* **Directions**
Count the lines in the records below that contain the string "window", treating uppercase and lowercase as different. Give only the number.

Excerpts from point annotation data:
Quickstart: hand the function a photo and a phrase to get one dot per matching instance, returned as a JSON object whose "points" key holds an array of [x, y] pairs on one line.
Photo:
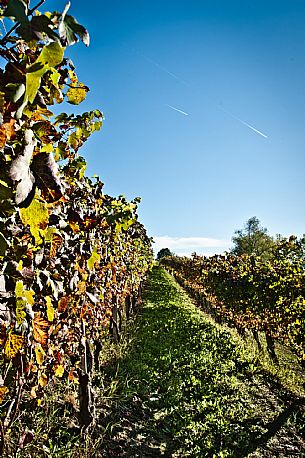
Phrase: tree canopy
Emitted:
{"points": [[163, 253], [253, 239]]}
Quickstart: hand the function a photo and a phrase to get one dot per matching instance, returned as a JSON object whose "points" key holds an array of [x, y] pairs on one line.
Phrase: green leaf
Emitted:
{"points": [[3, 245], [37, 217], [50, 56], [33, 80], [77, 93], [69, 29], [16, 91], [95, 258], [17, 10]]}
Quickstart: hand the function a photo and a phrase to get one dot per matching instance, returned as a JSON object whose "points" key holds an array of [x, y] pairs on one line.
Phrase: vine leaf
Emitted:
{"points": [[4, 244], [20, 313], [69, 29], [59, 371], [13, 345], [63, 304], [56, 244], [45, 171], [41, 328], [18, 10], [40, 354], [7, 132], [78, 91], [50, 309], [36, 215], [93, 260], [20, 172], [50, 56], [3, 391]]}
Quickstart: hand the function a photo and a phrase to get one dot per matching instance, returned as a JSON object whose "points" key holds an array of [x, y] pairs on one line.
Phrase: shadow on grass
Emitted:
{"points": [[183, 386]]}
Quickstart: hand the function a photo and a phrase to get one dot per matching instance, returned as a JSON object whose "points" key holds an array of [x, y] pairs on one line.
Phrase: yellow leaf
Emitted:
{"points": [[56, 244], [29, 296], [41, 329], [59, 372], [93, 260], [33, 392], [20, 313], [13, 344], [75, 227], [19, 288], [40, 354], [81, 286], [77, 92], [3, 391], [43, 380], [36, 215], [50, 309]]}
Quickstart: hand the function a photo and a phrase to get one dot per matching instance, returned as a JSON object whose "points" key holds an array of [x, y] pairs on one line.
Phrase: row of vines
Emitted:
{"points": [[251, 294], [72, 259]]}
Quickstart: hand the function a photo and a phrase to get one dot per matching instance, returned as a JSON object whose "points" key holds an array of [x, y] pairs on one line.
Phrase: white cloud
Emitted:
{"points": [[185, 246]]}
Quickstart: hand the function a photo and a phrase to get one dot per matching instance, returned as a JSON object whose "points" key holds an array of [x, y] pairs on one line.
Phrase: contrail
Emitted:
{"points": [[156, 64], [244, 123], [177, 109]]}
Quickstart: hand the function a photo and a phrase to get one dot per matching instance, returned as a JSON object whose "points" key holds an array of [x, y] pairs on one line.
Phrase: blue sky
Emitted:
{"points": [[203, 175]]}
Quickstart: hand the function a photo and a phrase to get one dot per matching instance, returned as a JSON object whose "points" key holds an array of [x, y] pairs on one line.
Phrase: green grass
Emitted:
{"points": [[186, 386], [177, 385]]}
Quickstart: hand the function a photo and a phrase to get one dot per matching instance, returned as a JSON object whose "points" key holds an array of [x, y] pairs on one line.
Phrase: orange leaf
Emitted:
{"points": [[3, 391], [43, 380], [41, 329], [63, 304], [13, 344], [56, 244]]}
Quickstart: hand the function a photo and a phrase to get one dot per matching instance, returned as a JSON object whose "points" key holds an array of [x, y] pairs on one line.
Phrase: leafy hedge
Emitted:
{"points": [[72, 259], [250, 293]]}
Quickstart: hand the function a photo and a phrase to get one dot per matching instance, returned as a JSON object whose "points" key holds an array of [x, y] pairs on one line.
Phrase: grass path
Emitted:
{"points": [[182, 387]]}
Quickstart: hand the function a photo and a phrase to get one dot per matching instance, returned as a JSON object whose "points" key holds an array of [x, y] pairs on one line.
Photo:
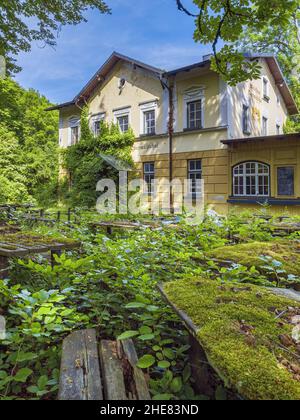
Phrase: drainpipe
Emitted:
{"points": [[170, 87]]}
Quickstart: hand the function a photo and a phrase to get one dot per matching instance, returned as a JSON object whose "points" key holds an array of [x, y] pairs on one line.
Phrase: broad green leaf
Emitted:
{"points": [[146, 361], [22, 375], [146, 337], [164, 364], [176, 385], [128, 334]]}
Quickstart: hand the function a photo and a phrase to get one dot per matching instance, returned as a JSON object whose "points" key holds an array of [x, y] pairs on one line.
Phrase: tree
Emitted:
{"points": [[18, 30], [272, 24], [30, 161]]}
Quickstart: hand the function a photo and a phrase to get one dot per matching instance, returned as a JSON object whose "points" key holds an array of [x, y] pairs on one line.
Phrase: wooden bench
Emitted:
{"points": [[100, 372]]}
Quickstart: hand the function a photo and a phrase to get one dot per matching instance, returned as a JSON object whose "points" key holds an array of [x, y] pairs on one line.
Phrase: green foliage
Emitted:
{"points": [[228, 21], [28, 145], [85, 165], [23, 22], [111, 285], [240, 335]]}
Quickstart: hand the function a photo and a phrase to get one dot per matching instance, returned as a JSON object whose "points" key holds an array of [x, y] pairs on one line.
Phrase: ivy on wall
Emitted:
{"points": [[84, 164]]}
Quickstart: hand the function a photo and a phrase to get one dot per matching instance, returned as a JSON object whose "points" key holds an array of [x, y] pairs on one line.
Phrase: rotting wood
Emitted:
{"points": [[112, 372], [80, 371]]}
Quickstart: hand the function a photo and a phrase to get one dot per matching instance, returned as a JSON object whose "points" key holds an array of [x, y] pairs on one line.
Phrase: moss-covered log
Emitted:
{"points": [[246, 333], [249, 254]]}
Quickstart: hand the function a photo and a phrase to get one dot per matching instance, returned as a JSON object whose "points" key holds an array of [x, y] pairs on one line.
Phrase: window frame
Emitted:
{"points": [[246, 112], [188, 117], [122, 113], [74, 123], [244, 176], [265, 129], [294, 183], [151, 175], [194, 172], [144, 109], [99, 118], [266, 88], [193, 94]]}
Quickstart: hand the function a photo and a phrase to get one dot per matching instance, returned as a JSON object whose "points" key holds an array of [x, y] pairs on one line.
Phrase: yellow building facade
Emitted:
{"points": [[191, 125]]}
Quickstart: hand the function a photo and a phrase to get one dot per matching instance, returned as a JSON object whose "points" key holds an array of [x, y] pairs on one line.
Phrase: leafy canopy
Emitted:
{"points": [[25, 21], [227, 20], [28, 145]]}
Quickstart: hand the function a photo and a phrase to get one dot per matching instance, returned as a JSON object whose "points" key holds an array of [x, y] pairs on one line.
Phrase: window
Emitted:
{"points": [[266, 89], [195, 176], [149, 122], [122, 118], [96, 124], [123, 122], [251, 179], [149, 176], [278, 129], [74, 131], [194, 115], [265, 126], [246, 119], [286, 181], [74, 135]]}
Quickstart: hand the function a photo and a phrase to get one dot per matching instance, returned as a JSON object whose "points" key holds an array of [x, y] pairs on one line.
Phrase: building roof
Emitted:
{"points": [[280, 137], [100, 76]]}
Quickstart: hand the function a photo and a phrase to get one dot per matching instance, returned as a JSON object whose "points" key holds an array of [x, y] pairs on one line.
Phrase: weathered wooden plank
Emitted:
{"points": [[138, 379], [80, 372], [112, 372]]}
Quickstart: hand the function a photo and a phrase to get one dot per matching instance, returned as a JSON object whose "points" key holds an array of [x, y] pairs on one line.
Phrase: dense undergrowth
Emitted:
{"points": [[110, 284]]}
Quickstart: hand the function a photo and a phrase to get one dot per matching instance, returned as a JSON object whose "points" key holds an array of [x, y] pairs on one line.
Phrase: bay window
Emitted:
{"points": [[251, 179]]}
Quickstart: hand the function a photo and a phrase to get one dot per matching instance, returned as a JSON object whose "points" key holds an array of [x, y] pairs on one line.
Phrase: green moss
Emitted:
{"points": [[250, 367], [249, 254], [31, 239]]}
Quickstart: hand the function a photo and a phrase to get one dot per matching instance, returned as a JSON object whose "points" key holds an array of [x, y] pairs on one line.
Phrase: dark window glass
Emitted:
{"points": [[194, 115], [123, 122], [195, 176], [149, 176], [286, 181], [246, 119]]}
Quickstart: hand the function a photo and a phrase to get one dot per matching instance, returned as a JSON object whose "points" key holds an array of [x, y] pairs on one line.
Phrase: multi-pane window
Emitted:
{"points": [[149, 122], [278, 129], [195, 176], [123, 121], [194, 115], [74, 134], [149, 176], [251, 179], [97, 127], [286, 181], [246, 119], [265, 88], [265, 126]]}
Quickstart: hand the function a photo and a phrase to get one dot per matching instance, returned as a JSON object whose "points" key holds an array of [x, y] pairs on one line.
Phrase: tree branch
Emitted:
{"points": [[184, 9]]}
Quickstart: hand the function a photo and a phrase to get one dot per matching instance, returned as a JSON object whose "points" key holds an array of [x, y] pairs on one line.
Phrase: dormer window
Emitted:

* **Task output**
6